== TEXT BLOCK ==
# How much wood can a woodturner turn if a woodturner can turn wood?



## Schroedc (May 23, 2019)

It's been a heck of a winter. I have managed to stay in business barely by working on sewing machines and doing odd jobs. I managed to scrape up enough to get the show fees paid for a couple of shows that should be really good money makers for me to hopefully get me out of the hole. I have about 20% of my normal inventory and sold out of a number of items. I now have the shop back to being able to run the lathe and the challenge will be to get as much inventory made between now and noon or 1 on Thursday the 30th before I load up and get on the road so I can sell it all and have a great show. This is my finished items tray- you can see where we are at as of 630pm central time on Thursday 5/23. 

Stay tuned to see what happens

Reactions: Like 6


----------



## Sprung (May 23, 2019)




----------



## woodtickgreg (May 23, 2019)




----------



## duncsuss (May 23, 2019)

Hope you're able to get plenty of good turnings made, Colin - I know it doesn't help much, but we are rooting for you

Reactions: Agree 6


----------



## Tony (May 23, 2019)




----------



## rocky1 (May 23, 2019)

We've seen you in action before... There better be 4 - 5 more trays laying around somewhere if you're going to be there more than 15 fifteen minutes.

Reactions: Agree 3


----------



## rocky1 (May 23, 2019)

Going to have to rent a bigger trailer!

Reactions: Funny 2


----------



## Schroedc (May 23, 2019)

Ok, 1030PM Central Time. 4 hours for those playing along at home. In the interests of full disclosure, the stamp pens were roughed out a few months back so they just needed final shaping, sand, polish and assembly but I did get over 40 ready to go. Before I started on those I quick tubed a bunch of acrylic for some whistle kits I had laying around so they were ready to square and turn by the time I was done with the stamp pens and got 15 or so of those done too.

== GIVEN EXERCISE ==
From the woodturning forum thread, extract word for word the stretch from "## duncsuss (May" through "Tony (May 23, 2019)".

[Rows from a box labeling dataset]
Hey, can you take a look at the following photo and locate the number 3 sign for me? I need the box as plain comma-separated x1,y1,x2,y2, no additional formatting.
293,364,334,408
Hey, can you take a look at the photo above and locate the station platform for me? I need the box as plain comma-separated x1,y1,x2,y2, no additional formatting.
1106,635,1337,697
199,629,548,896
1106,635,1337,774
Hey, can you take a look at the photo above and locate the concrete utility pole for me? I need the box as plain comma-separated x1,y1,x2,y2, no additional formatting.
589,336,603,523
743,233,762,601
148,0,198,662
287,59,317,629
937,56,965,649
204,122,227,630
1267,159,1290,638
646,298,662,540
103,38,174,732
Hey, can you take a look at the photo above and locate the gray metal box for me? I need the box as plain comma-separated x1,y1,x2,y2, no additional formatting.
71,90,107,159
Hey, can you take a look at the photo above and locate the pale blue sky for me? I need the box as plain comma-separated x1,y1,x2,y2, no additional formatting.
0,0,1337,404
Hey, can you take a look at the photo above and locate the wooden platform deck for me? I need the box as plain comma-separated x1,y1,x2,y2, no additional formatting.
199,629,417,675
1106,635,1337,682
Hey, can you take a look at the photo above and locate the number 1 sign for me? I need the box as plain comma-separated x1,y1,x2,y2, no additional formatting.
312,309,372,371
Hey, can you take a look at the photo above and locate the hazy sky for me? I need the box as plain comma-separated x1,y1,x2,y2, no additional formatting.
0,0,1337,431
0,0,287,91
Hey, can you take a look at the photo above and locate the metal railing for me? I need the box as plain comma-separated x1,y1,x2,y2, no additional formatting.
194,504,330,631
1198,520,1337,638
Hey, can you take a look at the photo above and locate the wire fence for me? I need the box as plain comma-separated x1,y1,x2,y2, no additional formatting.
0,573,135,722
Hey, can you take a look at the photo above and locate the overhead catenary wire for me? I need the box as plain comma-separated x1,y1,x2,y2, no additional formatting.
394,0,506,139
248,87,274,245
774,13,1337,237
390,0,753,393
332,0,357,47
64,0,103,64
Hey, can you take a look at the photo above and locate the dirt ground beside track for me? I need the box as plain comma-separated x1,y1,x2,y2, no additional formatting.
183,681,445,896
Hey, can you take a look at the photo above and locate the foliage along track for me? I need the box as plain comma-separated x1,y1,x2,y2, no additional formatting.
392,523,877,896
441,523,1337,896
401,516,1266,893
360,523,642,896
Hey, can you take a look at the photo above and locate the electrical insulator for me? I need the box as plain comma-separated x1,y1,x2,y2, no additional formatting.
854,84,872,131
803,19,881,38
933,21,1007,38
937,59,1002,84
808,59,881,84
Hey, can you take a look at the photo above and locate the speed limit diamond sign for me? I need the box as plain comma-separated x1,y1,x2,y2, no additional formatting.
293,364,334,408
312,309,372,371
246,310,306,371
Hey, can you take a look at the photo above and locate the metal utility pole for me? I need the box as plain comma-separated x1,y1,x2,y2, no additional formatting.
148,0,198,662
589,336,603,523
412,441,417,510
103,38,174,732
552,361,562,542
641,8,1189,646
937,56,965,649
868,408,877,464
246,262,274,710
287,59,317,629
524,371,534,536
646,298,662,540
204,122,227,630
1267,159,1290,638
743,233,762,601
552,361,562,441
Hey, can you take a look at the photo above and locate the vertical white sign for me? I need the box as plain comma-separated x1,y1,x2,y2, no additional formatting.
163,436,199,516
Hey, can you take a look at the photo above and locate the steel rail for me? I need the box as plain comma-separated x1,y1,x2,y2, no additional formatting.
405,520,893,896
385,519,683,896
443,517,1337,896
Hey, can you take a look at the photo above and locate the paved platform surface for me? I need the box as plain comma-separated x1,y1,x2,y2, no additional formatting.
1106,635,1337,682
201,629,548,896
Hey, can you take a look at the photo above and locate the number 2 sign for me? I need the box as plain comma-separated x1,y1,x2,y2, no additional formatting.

== SOLUTION TO THE PROBLEM ==
## duncsuss (May 23, 2019)

Hope you're able to get plenty of good turnings made, Colin - I know it doesn't help much, but we are rooting for you

Reactions: Agree 6


----------



## Tony (May 23, 2019)